## DATA LISTING
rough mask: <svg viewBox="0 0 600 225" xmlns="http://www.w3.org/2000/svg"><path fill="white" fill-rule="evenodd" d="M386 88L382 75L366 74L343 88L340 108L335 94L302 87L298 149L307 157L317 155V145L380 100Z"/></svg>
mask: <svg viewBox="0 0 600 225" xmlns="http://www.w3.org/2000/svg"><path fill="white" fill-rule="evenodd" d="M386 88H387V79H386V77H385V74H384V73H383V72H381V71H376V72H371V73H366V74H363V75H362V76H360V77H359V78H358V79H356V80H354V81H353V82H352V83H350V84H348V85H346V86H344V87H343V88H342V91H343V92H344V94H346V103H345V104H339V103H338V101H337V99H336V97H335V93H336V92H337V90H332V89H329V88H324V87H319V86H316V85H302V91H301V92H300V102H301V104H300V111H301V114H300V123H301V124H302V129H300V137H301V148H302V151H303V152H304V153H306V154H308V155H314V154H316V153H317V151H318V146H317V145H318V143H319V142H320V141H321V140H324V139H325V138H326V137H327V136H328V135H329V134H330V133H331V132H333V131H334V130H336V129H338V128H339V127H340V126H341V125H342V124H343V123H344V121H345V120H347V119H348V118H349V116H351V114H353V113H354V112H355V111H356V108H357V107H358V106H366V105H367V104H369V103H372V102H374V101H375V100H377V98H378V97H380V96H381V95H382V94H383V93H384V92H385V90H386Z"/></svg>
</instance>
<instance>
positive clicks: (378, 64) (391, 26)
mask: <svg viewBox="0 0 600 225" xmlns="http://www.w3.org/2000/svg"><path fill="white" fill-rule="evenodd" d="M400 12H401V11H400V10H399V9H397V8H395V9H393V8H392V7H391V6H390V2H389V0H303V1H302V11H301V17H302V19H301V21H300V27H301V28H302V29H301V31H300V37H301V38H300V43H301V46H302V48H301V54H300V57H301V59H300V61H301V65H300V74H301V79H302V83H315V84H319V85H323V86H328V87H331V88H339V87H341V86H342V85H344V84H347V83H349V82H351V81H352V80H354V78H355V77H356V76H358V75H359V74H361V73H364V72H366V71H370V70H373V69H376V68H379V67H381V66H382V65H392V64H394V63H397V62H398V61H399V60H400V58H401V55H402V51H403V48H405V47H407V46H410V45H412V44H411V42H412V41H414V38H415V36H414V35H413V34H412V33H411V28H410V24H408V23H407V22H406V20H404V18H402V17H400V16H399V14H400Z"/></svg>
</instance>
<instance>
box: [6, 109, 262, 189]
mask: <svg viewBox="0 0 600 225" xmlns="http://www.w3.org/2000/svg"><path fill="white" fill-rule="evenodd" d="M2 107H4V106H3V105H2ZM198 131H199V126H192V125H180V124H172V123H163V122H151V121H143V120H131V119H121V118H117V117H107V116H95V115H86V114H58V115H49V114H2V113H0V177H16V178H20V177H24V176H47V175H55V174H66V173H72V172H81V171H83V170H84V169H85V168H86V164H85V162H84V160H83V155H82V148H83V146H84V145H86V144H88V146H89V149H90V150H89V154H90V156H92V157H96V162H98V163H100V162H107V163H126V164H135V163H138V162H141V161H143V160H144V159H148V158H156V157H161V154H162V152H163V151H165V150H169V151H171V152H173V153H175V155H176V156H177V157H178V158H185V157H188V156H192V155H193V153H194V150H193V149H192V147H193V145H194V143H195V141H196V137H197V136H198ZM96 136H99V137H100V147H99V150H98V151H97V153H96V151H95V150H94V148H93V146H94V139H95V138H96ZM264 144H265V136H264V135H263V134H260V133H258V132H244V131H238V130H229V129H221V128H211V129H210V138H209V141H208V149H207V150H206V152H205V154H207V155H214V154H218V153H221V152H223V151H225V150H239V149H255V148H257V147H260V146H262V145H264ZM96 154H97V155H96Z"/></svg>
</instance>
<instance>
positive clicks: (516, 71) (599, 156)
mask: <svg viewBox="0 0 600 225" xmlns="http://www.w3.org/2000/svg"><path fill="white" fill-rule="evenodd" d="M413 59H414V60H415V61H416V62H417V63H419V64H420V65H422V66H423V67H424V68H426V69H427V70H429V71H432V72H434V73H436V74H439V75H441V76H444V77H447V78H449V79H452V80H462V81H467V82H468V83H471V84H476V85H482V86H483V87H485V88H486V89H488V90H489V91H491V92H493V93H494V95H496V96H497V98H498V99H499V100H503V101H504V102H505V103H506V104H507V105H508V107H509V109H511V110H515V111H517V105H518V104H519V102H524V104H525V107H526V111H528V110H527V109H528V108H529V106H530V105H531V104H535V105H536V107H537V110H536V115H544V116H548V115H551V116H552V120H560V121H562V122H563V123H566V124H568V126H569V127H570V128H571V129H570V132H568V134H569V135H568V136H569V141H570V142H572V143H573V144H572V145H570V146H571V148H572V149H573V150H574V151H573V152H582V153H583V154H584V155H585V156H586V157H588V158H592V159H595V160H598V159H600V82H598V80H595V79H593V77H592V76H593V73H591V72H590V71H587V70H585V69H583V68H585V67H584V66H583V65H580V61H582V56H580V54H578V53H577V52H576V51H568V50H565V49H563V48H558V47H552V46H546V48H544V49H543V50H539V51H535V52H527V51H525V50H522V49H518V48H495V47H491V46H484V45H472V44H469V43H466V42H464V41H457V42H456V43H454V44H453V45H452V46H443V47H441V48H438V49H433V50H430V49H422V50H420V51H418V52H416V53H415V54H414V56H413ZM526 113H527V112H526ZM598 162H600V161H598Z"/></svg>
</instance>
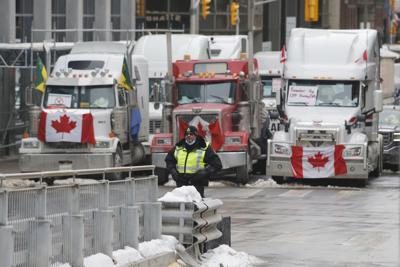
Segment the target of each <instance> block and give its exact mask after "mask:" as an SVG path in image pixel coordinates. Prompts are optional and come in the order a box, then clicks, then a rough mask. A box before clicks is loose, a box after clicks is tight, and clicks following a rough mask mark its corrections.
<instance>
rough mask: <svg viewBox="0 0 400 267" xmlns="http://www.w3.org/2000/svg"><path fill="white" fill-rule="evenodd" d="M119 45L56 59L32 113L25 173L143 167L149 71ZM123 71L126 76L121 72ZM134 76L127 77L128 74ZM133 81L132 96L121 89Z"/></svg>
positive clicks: (74, 49)
mask: <svg viewBox="0 0 400 267" xmlns="http://www.w3.org/2000/svg"><path fill="white" fill-rule="evenodd" d="M128 51H129V49H128V47H127V46H126V45H124V44H120V43H111V42H109V43H107V42H102V43H101V42H87V43H77V44H76V45H75V46H74V47H73V48H72V50H71V52H70V53H69V54H67V55H64V56H61V57H59V58H58V59H57V62H56V64H55V66H54V69H53V71H52V73H51V74H50V76H49V78H48V80H47V81H46V89H45V92H44V94H43V97H42V102H41V106H40V107H38V106H31V108H30V130H29V136H28V137H27V136H26V138H23V139H22V143H21V148H20V151H19V152H20V159H19V166H20V170H21V171H23V172H33V171H47V170H49V171H50V170H59V169H87V168H104V167H116V166H122V165H127V164H135V163H139V162H141V161H142V160H143V158H144V157H145V153H146V151H145V150H146V149H145V147H144V146H143V144H144V143H146V142H147V144H148V128H149V127H148V70H147V68H148V66H147V61H146V59H145V58H144V57H143V56H135V55H134V56H130V55H129V54H128ZM123 69H125V70H123ZM130 69H131V70H132V71H129V70H130ZM127 72H128V73H129V75H130V76H131V77H132V78H133V80H134V82H133V84H134V86H133V88H132V89H131V90H129V89H128V90H127V89H126V88H123V86H122V84H123V83H122V82H123V80H124V79H125V84H126V83H129V82H131V81H129V80H128V77H126V76H128V75H127Z"/></svg>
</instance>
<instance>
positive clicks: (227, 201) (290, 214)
mask: <svg viewBox="0 0 400 267" xmlns="http://www.w3.org/2000/svg"><path fill="white" fill-rule="evenodd" d="M16 168H17V164H16V161H10V162H4V161H3V162H0V172H13V171H15V170H16ZM256 179H266V178H265V177H262V176H257V177H255V178H253V181H252V182H253V183H254V180H256ZM266 184H267V187H263V186H265V183H256V186H255V187H243V186H242V187H237V186H234V185H232V184H229V183H228V185H224V186H222V187H221V186H219V187H211V188H207V189H206V196H208V197H212V198H219V199H221V200H222V201H223V202H224V205H223V207H222V208H221V209H220V213H221V214H223V215H224V216H231V221H232V226H231V228H232V237H231V238H232V247H233V248H234V249H235V250H237V251H244V252H247V253H249V254H251V255H254V256H257V257H259V258H261V259H263V260H265V261H266V264H265V266H282V267H290V266H296V267H298V266H307V267H308V266H311V267H317V266H318V267H320V266H334V267H345V266H346V267H350V266H351V267H353V266H357V267H361V266H371V267H378V266H390V267H392V266H393V267H398V266H400V261H399V255H400V250H399V248H400V245H399V240H400V233H399V228H400V223H399V222H400V220H399V211H400V208H399V206H400V199H399V192H400V191H399V189H400V175H399V173H396V174H393V173H390V172H387V173H384V175H383V176H381V177H380V178H377V179H374V180H372V181H370V183H369V185H368V186H367V187H366V188H354V187H337V186H310V185H302V184H294V185H282V186H276V185H275V186H274V185H273V184H272V185H271V183H266ZM172 189H173V188H172V187H160V194H163V193H165V192H166V191H169V190H172Z"/></svg>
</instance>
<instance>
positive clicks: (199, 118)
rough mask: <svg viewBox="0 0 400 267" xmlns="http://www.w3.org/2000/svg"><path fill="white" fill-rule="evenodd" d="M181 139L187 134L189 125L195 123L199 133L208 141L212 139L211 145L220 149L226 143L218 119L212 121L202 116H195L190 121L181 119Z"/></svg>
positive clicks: (209, 140) (193, 125)
mask: <svg viewBox="0 0 400 267" xmlns="http://www.w3.org/2000/svg"><path fill="white" fill-rule="evenodd" d="M178 124H179V139H182V138H183V137H184V136H185V129H186V128H187V127H188V126H189V125H193V126H195V127H196V128H197V131H198V133H199V135H201V136H203V137H204V138H205V139H206V141H208V142H209V141H210V140H211V147H212V148H213V149H214V150H215V151H218V150H219V149H220V148H221V147H222V145H223V144H224V135H223V134H222V132H221V128H220V127H219V122H218V119H216V120H214V121H213V122H211V123H208V122H207V121H205V120H203V119H202V118H201V117H200V116H195V117H194V118H193V119H192V120H191V121H190V122H189V123H187V122H185V121H184V120H182V119H179V121H178Z"/></svg>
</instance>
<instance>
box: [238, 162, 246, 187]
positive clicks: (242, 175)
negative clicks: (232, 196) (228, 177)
mask: <svg viewBox="0 0 400 267" xmlns="http://www.w3.org/2000/svg"><path fill="white" fill-rule="evenodd" d="M236 181H237V182H238V183H241V184H243V185H245V184H247V182H248V181H249V172H248V171H247V165H244V166H240V167H237V168H236Z"/></svg>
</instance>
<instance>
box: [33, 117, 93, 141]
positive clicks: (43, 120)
mask: <svg viewBox="0 0 400 267" xmlns="http://www.w3.org/2000/svg"><path fill="white" fill-rule="evenodd" d="M38 139H39V140H41V141H43V142H75V143H82V144H85V143H89V144H95V143H96V141H95V138H94V129H93V116H92V114H91V113H86V114H75V113H71V112H65V111H61V110H56V111H54V112H49V113H47V112H44V111H42V112H41V113H40V121H39V130H38Z"/></svg>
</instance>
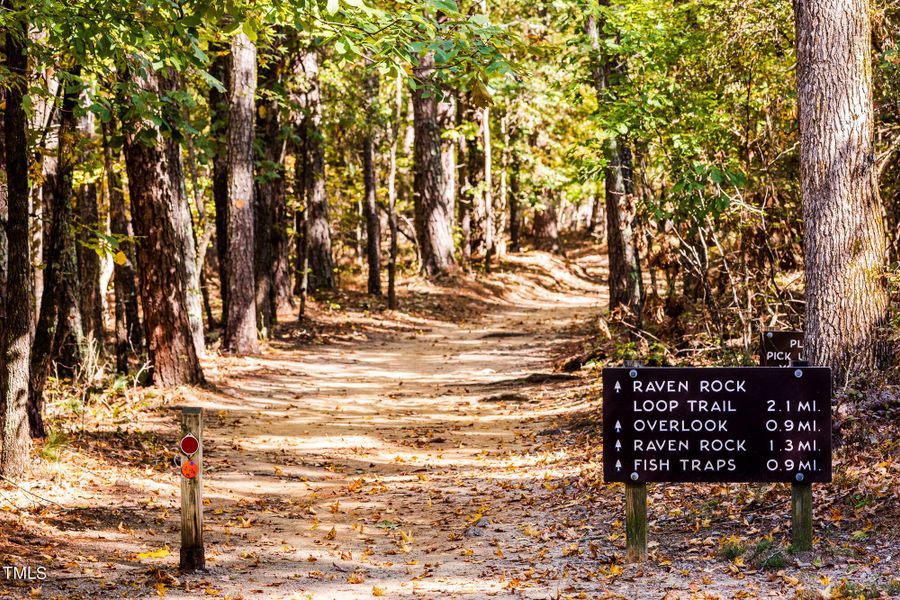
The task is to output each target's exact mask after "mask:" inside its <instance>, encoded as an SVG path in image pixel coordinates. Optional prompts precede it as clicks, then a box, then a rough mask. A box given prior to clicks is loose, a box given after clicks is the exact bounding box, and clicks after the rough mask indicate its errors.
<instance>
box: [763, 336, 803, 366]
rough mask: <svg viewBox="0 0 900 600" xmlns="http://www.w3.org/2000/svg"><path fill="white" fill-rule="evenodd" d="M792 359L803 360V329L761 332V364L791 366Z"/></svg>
mask: <svg viewBox="0 0 900 600" xmlns="http://www.w3.org/2000/svg"><path fill="white" fill-rule="evenodd" d="M792 360H803V332H802V331H763V332H761V333H760V342H759V364H760V366H762V367H789V366H791V361H792Z"/></svg>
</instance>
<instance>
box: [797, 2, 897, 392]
mask: <svg viewBox="0 0 900 600" xmlns="http://www.w3.org/2000/svg"><path fill="white" fill-rule="evenodd" d="M794 9H795V21H796V40H797V41H796V43H797V89H798V94H797V98H798V106H799V115H800V183H801V195H802V199H803V223H804V227H805V237H804V255H805V256H804V269H805V272H806V327H805V332H806V343H805V346H804V351H805V353H806V356H807V357H808V359H809V360H810V361H811V362H812V364H815V365H823V366H829V367H831V368H832V376H833V378H834V381H835V382H836V383H838V384H839V385H843V384H845V382H847V381H848V380H849V379H850V378H851V377H855V376H858V375H861V374H864V373H866V372H869V371H872V370H873V369H877V368H881V367H884V366H885V363H886V362H887V359H888V348H887V345H886V343H885V339H884V337H883V334H882V333H881V332H879V329H880V328H882V327H884V325H885V324H886V323H887V320H888V291H887V282H886V279H885V275H884V269H885V266H886V259H887V256H886V241H885V230H884V221H883V211H882V206H881V199H880V197H879V194H878V185H877V175H876V169H875V149H874V143H873V118H874V115H873V107H872V58H871V46H870V40H871V30H870V23H869V14H870V6H869V2H868V0H817V1H812V0H796V2H795V3H794Z"/></svg>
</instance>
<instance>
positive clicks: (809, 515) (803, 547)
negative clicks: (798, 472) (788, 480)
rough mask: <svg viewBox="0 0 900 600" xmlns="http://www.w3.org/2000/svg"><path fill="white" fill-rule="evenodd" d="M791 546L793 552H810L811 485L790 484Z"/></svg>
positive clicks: (811, 526)
mask: <svg viewBox="0 0 900 600" xmlns="http://www.w3.org/2000/svg"><path fill="white" fill-rule="evenodd" d="M791 544H792V545H793V547H794V550H797V551H799V552H805V551H807V550H812V484H811V483H792V484H791Z"/></svg>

## BRIEF
Count the lines in the rows above that contain the string "negative", and reply with that number alone.

## REPLY TO THE TASK
2